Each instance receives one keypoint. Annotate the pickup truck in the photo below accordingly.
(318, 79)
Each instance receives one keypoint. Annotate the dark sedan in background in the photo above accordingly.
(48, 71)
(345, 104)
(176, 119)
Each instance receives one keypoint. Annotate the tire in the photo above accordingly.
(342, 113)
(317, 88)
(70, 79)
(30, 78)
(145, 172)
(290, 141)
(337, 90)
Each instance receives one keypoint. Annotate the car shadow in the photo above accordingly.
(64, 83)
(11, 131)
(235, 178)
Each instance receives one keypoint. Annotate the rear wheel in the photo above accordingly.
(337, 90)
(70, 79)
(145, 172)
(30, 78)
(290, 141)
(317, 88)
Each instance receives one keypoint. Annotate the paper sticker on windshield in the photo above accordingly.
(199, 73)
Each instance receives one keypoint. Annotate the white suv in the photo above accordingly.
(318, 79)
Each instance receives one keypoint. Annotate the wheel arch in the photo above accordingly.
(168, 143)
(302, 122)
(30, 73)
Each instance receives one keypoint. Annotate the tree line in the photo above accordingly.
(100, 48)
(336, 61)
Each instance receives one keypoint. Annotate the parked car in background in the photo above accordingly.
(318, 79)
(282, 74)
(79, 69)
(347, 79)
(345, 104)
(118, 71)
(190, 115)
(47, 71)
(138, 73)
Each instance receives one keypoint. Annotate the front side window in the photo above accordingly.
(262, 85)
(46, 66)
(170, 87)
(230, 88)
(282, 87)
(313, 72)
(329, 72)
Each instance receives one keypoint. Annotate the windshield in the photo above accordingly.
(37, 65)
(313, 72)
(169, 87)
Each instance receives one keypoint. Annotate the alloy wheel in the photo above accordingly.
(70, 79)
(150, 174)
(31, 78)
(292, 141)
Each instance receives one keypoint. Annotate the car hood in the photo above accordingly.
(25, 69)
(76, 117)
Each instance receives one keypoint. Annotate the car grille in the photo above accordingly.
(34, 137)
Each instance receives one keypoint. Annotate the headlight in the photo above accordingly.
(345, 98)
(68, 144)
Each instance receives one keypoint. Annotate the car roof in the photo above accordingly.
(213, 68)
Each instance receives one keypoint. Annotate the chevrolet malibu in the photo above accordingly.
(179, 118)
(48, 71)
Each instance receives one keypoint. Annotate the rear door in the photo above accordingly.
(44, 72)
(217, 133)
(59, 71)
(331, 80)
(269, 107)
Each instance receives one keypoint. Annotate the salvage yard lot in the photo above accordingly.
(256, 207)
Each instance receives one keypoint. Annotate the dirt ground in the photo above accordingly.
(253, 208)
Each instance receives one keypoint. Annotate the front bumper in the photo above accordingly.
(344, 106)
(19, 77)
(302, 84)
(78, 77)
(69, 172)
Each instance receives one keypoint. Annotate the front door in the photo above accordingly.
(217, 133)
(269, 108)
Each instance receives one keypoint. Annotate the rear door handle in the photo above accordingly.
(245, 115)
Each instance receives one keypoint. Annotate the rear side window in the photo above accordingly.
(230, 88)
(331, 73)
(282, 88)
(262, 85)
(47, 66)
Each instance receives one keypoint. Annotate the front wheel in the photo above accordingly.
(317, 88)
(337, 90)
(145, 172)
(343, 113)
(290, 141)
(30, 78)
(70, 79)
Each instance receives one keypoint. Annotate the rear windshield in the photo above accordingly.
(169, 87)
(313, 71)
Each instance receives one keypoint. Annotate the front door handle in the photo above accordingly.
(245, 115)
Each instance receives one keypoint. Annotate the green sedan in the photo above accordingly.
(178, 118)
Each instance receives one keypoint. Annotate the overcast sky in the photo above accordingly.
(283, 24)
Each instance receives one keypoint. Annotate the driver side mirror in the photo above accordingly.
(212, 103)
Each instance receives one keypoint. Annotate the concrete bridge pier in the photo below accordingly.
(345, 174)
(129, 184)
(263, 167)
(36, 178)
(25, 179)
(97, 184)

_Instructions to follow_. Output, unchanged, the lines from the line with "rear windshield in the photo above accordingly." through the final line of the material.

_Problem solution_.
Each instance receives one keypoint. Annotate the rear windshield in the photo above accordingly.
(169, 87)
(313, 71)
Each instance receives one keypoint. Annotate the front door handle in the photo above accordingly.
(245, 115)
Each instance receives one keypoint. Annotate the green sedan in the photo above accordingly.
(178, 118)
Each instance receives one keypoint. Annotate the overcast sky in the photo above accordingly.
(283, 24)
Each instance receives one keypoint. Annotate the driver side mirror in the photo above accordingly.
(212, 103)
Each instance receives one keypoint. Annotate the concrete bridge pier in the photo below accordingly.
(345, 174)
(129, 184)
(263, 167)
(36, 178)
(25, 179)
(97, 184)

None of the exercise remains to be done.